* Aim *
Rewrite the data below, swapping every "silver" for "gray" and keeping everything else the same. Leave the pictures out of your answer.

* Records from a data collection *
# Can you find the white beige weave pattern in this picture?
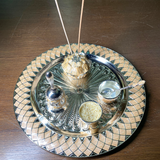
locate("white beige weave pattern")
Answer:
[14,44,146,157]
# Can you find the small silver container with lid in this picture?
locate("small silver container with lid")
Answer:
[98,80,121,103]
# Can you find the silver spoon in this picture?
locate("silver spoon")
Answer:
[101,80,145,95]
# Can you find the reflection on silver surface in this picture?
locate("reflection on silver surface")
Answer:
[31,54,128,136]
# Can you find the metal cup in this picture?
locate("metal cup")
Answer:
[98,80,121,103]
[79,101,103,134]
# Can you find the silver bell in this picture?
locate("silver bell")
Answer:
[46,72,67,113]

* Solution to this task *
# Can you find the white beige weave pattern in this picture?
locate("white beige weave pattern")
Answer:
[14,44,146,157]
# Can you find the small gray container with lid in this picture?
locate("small gray container with lid")
Answer:
[98,80,121,103]
# Can you find the gray spoon in this picture?
locate("gray spoon")
Answer:
[101,80,145,95]
# Can you find the reflection on gray surface in this picture?
locate("reflection on gray surface")
Answer:
[31,54,128,136]
# Can you find the metal cup in this picture?
locate("metal cup")
Answer:
[98,80,121,103]
[79,101,103,134]
# Can you find the gray bell in this picture?
locate("gray bell")
Answer:
[46,72,67,113]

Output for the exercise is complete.